#### COMPLETE THE FOLLOWING:
#1 In the article on the tech sector's slowdown, what operating income did Amazon report for 2022?
#2 Pick up the article on the tech sector's slowdown after its last sentence and carry it forward.

#### DOCUMENT SECTION:
Fixing the tech sector

Apple’s Q1 2023 filing shows a 5% decline from last year. Meanwhile Amazon reported its operating income decreased to $12.2 bn in 2022, compared with $24.9 bn in 2021. Alphabet, the parent company of Google reported $5bn lower operating income in 2022 compared to 2021.

Speaking on the BBC Radio Four’s Today programme, Roger McNamee, founding partner of Elevation Partners believes that while Google and Amazon prospered during the pandemic, with people now going back to work, Big Tech is seeing web spending decline. He said that the tech firms have now reached market saturation and the only way to grow is by cannibalising other industry sectors, at a time when these industries desperately need a way to refocus.

The war in Ukraine, according to McNamee, has meant that all Western countries have needed to revaluate the way they do business globally. “Most countries have subordinated traditional national security interests to economic growth,” he told the BBC.

These decisions are now being reassessed, which, he says, will drive up inflation. There is also what McNamee sees as a reallocation of industrial effort away from the things that have been popular in recent years into areas like alternative energy sources and new models for healthcare. McNamee  believes such innovations will be very disruptive to Internet companies. But since they are effectively monopolies, the tech giants have enormous control over their destiny.

As global economies shift away from fossil fuels, McNamee believes Silicon Valley and the tech industry is behaving like the banking industry where, he says, it “it’s basically just trading stuff”.

#### EXTRACTED DATA:
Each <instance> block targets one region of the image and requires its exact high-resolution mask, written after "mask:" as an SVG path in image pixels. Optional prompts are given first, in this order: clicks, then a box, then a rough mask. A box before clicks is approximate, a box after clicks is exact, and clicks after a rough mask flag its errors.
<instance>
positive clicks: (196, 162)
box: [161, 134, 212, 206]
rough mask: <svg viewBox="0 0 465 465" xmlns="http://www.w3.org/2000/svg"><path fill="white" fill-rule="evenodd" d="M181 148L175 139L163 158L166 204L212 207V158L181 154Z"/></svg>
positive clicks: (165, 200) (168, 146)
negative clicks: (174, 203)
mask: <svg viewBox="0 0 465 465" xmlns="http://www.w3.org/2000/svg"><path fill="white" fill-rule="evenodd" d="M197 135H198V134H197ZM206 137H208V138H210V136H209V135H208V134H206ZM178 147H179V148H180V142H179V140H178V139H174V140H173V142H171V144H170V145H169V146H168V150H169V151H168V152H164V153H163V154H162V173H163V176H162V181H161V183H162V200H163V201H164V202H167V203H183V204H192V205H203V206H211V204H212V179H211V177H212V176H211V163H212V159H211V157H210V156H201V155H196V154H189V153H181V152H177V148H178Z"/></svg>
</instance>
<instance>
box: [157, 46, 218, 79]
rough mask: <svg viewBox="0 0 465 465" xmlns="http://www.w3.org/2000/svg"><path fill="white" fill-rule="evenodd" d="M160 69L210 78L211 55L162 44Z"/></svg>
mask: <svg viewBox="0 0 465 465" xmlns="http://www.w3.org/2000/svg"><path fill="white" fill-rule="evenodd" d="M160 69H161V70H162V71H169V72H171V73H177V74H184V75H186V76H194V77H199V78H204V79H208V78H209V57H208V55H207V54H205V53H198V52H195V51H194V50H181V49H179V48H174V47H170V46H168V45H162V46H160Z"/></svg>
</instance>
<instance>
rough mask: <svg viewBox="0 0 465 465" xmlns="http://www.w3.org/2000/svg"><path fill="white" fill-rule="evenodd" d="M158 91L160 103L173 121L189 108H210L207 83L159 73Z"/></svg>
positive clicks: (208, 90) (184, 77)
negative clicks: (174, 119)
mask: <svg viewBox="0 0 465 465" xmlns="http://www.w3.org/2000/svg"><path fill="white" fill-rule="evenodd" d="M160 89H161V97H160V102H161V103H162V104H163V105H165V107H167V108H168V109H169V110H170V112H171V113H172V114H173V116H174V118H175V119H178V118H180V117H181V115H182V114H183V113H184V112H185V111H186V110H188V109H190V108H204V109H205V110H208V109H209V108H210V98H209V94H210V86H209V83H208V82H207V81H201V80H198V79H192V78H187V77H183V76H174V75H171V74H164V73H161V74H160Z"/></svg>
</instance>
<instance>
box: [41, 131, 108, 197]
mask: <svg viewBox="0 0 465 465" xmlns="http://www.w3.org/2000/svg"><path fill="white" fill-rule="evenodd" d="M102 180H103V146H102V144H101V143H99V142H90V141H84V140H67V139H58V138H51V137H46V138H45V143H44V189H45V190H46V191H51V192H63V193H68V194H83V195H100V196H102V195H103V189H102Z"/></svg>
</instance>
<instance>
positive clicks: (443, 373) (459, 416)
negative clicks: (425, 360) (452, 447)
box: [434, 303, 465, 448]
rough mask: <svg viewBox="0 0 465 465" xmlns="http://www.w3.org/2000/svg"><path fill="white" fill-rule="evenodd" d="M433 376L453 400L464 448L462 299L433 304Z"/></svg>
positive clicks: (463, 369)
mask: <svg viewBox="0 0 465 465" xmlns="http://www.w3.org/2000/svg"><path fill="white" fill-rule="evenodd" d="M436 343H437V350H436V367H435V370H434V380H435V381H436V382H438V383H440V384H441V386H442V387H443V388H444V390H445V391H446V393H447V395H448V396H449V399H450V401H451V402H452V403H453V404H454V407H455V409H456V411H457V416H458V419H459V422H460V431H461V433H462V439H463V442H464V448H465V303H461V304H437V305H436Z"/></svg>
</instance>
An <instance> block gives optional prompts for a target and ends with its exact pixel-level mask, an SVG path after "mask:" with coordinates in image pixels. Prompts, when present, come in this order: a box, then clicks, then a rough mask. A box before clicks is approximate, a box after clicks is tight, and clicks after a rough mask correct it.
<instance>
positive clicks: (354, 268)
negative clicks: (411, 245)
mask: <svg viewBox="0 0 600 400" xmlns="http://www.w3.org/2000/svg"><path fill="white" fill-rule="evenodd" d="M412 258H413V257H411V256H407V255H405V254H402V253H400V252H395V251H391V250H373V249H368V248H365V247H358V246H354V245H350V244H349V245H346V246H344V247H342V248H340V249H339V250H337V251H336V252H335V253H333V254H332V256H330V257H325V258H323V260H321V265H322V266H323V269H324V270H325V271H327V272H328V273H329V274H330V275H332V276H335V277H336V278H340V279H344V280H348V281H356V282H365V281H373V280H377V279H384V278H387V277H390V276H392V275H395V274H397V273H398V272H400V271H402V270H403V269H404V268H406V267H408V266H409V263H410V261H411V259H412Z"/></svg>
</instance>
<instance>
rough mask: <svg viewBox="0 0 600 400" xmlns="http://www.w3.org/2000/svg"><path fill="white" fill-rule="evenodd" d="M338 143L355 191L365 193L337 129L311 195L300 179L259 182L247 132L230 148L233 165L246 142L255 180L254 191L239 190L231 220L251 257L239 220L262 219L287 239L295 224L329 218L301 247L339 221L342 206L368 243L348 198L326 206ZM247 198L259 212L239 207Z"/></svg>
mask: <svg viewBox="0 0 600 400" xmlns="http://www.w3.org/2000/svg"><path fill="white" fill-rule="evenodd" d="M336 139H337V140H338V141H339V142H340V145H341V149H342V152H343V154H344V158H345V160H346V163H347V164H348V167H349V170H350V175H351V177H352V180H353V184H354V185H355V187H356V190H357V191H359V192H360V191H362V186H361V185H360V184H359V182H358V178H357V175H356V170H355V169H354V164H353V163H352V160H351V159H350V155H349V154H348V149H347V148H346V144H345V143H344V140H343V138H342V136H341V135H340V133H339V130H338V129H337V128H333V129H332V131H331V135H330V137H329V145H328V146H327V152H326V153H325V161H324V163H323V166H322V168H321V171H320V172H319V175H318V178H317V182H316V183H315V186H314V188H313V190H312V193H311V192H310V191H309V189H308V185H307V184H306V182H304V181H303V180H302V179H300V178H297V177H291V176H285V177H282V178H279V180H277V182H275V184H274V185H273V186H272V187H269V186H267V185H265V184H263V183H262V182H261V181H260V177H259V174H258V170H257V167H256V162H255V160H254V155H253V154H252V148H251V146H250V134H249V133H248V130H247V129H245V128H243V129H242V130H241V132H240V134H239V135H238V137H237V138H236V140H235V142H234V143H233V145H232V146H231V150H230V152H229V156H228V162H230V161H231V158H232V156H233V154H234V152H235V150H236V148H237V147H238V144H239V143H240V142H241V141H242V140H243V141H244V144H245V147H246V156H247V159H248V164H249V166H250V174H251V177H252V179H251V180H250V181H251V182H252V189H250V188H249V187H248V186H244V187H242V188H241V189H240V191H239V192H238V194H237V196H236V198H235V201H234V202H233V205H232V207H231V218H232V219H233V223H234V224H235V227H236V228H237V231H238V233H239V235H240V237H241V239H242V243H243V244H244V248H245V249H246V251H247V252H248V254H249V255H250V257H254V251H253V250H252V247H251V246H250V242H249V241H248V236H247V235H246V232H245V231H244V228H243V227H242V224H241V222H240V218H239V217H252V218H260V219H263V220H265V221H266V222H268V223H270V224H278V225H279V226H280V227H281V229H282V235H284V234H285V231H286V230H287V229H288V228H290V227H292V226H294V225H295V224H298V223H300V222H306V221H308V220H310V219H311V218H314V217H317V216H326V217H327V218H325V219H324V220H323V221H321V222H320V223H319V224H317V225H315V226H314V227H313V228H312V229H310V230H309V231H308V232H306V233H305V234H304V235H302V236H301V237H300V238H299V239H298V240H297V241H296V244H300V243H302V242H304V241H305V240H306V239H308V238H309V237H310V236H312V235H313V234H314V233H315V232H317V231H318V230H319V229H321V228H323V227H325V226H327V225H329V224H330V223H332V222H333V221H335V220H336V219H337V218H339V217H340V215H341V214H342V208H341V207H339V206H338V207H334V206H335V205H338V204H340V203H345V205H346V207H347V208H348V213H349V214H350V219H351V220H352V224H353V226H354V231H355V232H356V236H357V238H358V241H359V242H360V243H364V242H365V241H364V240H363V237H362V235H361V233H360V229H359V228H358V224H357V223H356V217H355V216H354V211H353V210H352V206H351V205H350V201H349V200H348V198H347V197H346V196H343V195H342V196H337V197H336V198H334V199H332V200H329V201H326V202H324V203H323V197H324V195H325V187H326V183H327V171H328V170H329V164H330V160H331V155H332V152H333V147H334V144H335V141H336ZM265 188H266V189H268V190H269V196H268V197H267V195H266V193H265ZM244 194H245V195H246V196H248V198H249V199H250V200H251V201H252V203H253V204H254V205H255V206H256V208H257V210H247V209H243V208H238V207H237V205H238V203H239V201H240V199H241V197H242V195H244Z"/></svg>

#### RESULTS OF THE TASKS:
#1 $12.2 bn

#2
For McNamee, technologies like cryptocurrency, AI and ChatGPT and self-driving cars do not represent the innovations that world economies need. “Silicon Valley is capable of producing so much more. I really do hope that the current moment and the challenges these companies are facing will force them to redirect their investment into things that are more productive,” he said.

Similarly, billionaire philanthropist and co-founder of Microsoft, Bill Gates, responded to a BBC question on Elon Musk’s SpaceX endeavour to build rockets to go to Mars, comparing the immense costs to the $1000 required to buy Measles vaccines to save a life.

What Musk shows is that the tech industry can divert resources to do things that 60 years ago would have required global collaboration.

In 1962, US President John F Kennedy said: “We choose to go to the Moon in this decade and do the other things, not because they are easy, but because they are hard.” McNamee’s observations are worrying. Rather than the easy pickings cannibalising other industry sectors, tech must focus on fixing the hard things.